▶ [Texto base]:
━━━━━━━━━━━━━━━━━━━━
Em 1977, a Alemanha aprovou uma legislação nacional de proteção de dados15. Com a Lei do Censo Populacional em 1982, previa-se a realização de um censo cujos dados seriam compartilhados com os demais órgãos públicos para fins não estatísticos. Tal lei sofreu intenso escrutínio público, culminando na decisão do Tribunal Constitucional em 1983 que determinou, entre outras disposições, o direito à autodeterminação informativa como desdobramento do direito geral à personalidade. Estabeleceu também o direito de acesso e de retificação dos dados, além do princípio da finalidade. Adicionou-se, então, uma dimensão positiva à privacidade, tradicionalmente entendida como um direito à exclusão de terceiros16.

Com o reconhecimento da importância do direito à privacidade tanto na dimensão individual quanto coletiva, este passou a ser assegurado também constitucionalmente em países europeus, entre os quais destacam-se Portugal e a Espanha, sendo que aquele influenciou sobremaneira as discussões da Assembleia Nacional Constituinte brasileira sobre o assunto. Na Constituição Portuguesa de 1976, estabelece-se no art. 26 (1) que:

  1. A todos são reconhecidos os direitos à identidade pessoal, ao desenvolvimento da personalidade, à capacidade civil, à cidadania, ao bom nome e reputação, à imagem, à palavra, à reserva da intimidade da vida privada e familiar e à proteção legal contra quaisquer formas de discriminação. […]17 (grifos nossos)

Estabelece também, no art. 35, diretrizes para a utilização da informática, garantindo o direito de acesso a dados informatizados, a proibição de tratamento informatizado de dados concernentes a opiniões políticas e filosóficas ou à vida privada, entre outros, salvo se para fins estatísticos não individualmente identificáveis. Ainda, proíbe o estabelecimento de um número nacional único aos cidadãos e o acesso aos dados pessoais de terceiros, salvo disposição legal.

Verifica-se, então, uma progressiva ampliação do direito à privacidade, com sua constitucionalização em certos países europeus e a atribuição de uma perspectiva positiva e social ele, ainda que de forma pouco consolidada. Nesse contexto, surge o debate da questão na Assembleia Nacional Constituinte (ANC), contendo disposições sobre quatro eixos centrais da privacidade, como será evidenciado: a intimidade, o sigilo, a dimensão física e a informacional.

2.2.A Comissão Afonso Arinos e o direito à privacidade

O anteprojeto elaborado pela Comissão Afonso Arinos não foi adotado como base para os trabalhos da ANC, mas assumidamente foi utilizado pelos constituintes como inspiração18.
━━━━━━━━━━━━━━━━━━━━
▶ [Itens]:
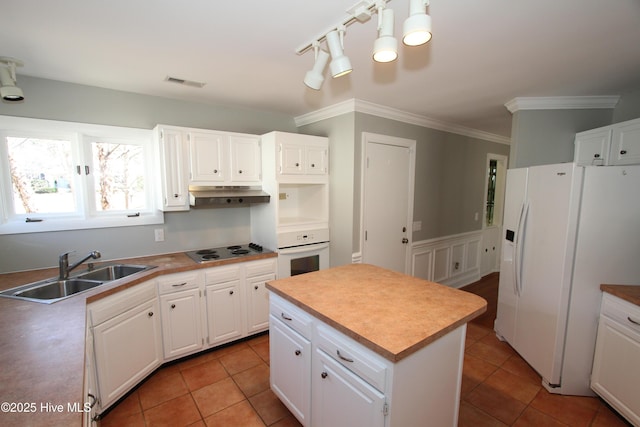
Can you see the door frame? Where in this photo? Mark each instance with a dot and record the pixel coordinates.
(368, 137)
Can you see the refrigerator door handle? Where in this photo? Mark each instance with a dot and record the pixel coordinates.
(519, 253)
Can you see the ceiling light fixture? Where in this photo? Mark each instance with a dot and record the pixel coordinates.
(8, 89)
(340, 64)
(314, 77)
(417, 27)
(385, 48)
(417, 30)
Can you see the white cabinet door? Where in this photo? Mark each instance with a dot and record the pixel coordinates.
(207, 154)
(291, 159)
(127, 348)
(257, 297)
(592, 147)
(341, 398)
(616, 365)
(224, 312)
(290, 369)
(625, 144)
(174, 168)
(246, 159)
(181, 323)
(317, 159)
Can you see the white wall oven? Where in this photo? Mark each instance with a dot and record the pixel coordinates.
(302, 252)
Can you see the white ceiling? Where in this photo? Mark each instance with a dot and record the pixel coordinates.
(483, 53)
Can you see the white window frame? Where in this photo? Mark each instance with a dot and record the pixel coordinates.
(87, 216)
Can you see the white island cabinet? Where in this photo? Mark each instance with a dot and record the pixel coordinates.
(385, 349)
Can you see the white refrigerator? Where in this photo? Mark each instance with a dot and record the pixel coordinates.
(567, 229)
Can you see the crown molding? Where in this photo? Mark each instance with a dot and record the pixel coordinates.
(562, 103)
(357, 105)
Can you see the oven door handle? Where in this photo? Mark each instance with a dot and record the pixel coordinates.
(302, 249)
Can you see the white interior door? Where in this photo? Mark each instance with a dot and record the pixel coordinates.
(387, 213)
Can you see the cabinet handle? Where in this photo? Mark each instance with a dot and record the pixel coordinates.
(94, 400)
(346, 359)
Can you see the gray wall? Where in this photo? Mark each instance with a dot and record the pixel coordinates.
(541, 137)
(46, 99)
(449, 181)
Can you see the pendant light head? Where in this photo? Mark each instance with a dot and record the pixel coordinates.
(385, 48)
(314, 77)
(8, 89)
(417, 27)
(340, 64)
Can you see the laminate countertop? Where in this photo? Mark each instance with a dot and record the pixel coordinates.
(391, 313)
(630, 293)
(42, 346)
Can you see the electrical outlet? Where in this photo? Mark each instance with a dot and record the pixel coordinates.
(159, 233)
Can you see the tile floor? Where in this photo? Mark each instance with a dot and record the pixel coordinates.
(230, 387)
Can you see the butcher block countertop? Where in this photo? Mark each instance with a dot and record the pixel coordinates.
(42, 346)
(630, 293)
(393, 314)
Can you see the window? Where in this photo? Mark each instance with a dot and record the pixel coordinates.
(60, 176)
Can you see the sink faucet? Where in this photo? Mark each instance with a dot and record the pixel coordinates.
(63, 263)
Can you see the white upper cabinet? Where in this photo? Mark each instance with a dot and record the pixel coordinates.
(617, 144)
(218, 158)
(299, 158)
(173, 158)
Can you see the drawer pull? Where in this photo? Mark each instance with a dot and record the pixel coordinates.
(346, 359)
(285, 317)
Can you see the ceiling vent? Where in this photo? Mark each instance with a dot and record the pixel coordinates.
(184, 82)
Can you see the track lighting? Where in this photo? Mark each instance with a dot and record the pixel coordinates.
(417, 27)
(385, 48)
(8, 89)
(340, 64)
(314, 77)
(417, 31)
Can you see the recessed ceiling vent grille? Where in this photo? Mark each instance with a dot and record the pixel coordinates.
(184, 82)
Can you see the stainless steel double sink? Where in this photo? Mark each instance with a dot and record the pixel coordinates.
(54, 289)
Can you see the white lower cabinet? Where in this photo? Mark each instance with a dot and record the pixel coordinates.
(180, 305)
(127, 340)
(616, 365)
(341, 398)
(290, 369)
(224, 315)
(351, 385)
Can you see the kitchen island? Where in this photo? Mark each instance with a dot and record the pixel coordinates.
(359, 345)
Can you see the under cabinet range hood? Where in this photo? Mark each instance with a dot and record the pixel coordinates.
(222, 197)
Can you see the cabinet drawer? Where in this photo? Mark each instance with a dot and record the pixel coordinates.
(353, 356)
(222, 274)
(290, 315)
(178, 282)
(121, 302)
(258, 268)
(621, 311)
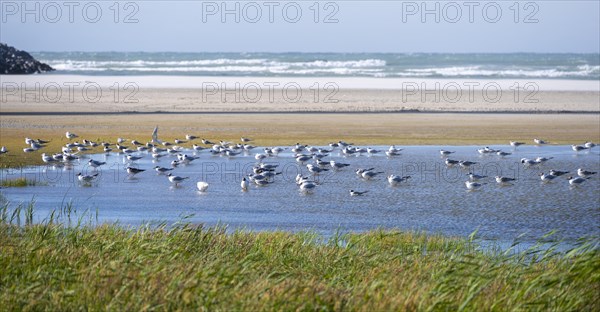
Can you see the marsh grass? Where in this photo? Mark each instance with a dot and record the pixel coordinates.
(86, 266)
(20, 182)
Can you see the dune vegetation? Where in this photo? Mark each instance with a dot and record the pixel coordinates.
(79, 265)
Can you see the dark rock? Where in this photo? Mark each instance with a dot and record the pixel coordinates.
(16, 62)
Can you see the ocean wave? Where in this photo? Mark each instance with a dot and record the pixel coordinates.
(303, 65)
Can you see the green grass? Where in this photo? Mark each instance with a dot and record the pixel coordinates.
(20, 182)
(50, 266)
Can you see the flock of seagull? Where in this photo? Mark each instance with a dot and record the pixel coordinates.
(314, 158)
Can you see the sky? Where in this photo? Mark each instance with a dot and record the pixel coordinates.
(303, 26)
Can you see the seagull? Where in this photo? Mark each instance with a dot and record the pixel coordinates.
(307, 186)
(162, 169)
(547, 177)
(36, 146)
(133, 158)
(133, 171)
(504, 180)
(529, 162)
(262, 182)
(360, 171)
(315, 170)
(392, 153)
(303, 158)
(473, 185)
(244, 184)
(451, 162)
(487, 150)
(70, 135)
(466, 164)
(372, 151)
(394, 180)
(578, 148)
(516, 144)
(576, 181)
(357, 193)
(47, 158)
(86, 178)
(393, 149)
(260, 157)
(541, 160)
(584, 173)
(558, 173)
(202, 186)
(475, 177)
(337, 166)
(176, 179)
(368, 175)
(96, 163)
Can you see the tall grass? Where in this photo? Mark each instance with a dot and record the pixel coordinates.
(50, 266)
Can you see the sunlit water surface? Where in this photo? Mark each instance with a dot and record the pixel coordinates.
(434, 200)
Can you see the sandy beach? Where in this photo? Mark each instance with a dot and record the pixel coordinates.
(365, 116)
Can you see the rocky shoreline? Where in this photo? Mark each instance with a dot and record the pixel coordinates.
(17, 62)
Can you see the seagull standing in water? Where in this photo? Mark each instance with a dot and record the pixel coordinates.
(357, 193)
(86, 178)
(70, 135)
(308, 187)
(96, 163)
(244, 184)
(202, 186)
(394, 180)
(584, 173)
(576, 181)
(558, 173)
(176, 179)
(516, 144)
(473, 185)
(445, 153)
(504, 180)
(133, 171)
(547, 177)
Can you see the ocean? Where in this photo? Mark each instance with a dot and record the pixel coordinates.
(374, 65)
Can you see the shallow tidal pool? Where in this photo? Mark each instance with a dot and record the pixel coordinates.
(434, 199)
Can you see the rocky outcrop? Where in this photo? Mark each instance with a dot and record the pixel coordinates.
(16, 62)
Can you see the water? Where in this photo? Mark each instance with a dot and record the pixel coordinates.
(383, 65)
(434, 200)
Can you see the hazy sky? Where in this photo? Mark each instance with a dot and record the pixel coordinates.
(300, 26)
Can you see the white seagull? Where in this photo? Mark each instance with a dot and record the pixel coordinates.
(70, 135)
(578, 148)
(576, 181)
(176, 179)
(86, 178)
(202, 186)
(547, 177)
(584, 173)
(244, 184)
(473, 185)
(394, 180)
(357, 193)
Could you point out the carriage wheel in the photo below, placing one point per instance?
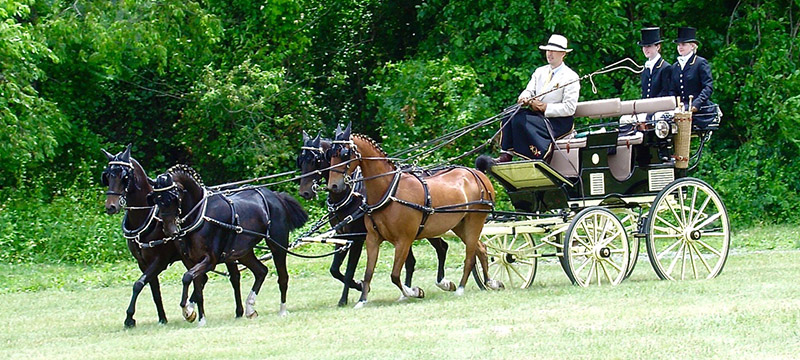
(688, 233)
(512, 260)
(596, 248)
(630, 220)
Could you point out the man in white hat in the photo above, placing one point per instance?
(551, 97)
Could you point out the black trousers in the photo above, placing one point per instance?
(526, 134)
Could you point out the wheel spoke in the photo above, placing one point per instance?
(674, 227)
(675, 259)
(709, 220)
(608, 276)
(661, 254)
(613, 264)
(700, 256)
(715, 251)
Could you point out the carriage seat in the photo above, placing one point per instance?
(565, 157)
(621, 162)
(597, 108)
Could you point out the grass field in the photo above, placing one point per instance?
(752, 310)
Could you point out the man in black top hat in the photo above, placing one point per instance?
(656, 74)
(691, 76)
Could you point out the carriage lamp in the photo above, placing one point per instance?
(662, 129)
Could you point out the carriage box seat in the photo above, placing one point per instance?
(565, 160)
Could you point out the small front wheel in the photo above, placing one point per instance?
(596, 248)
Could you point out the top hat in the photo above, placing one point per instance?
(686, 34)
(650, 36)
(556, 43)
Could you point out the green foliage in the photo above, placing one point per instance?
(31, 125)
(245, 122)
(421, 100)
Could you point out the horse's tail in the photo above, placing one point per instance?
(483, 163)
(294, 212)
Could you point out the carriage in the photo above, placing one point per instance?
(602, 193)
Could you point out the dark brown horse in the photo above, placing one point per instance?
(312, 163)
(219, 227)
(403, 206)
(126, 179)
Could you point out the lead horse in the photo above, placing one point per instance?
(128, 188)
(223, 227)
(404, 206)
(345, 207)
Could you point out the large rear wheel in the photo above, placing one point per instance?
(512, 260)
(688, 231)
(596, 248)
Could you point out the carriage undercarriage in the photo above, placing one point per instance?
(593, 217)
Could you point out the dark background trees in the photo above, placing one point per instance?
(227, 85)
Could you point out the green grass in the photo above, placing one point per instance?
(751, 310)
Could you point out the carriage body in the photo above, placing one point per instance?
(599, 195)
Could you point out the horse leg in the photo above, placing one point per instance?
(150, 276)
(188, 277)
(441, 253)
(235, 277)
(373, 245)
(199, 285)
(354, 254)
(259, 271)
(411, 262)
(279, 258)
(401, 250)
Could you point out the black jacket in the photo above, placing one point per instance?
(655, 83)
(694, 79)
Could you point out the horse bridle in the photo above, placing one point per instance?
(125, 178)
(339, 150)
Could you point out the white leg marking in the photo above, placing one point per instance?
(446, 285)
(250, 310)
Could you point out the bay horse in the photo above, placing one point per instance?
(128, 183)
(313, 164)
(221, 227)
(403, 206)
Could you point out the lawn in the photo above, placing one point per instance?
(752, 310)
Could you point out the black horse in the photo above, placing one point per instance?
(219, 227)
(127, 182)
(312, 162)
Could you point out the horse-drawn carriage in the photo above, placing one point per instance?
(604, 191)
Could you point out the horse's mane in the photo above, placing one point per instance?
(377, 147)
(372, 142)
(187, 171)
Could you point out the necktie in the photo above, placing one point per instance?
(549, 77)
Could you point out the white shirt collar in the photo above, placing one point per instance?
(650, 63)
(684, 59)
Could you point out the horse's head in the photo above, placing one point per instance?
(117, 176)
(310, 161)
(344, 158)
(167, 196)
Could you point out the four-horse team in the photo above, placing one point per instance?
(373, 199)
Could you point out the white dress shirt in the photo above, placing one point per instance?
(560, 102)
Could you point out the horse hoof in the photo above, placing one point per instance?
(495, 285)
(446, 285)
(420, 293)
━━━━━━━━━━━━━━━━━━━━
▶ [Exercícios]:
1) Diga se cada afirmação abaixo está de acordo com o texto base, respondendo sim ou não e citando literalmente as palavras do texto que decidem a questão. (a) A Alemanha aprovou uma legislação nacional de proteção de dados em 1977. (b) O anteprojeto da Comissão Afonso Arinos serviu de base para os trabalhos da ANC. (c) A Constituição Portuguesa permite atribuir um número nacional único aos cidadãos.
2) Segundo o texto base, em que ano o Tribunal Constitucional tomou a decisão que determinou o direito à autodeterminação informativa?

▶ [Respostas]:
1)
(a) Sim: "Em 1977, a Alemanha aprovou uma legislação nacional de proteção de dados".
(b) Não: "não foi adotado como base para os trabalhos da ANC".
(c) Não: "proíbe o estabelecimento de um número nacional único aos cidadãos".

2) Em 1983.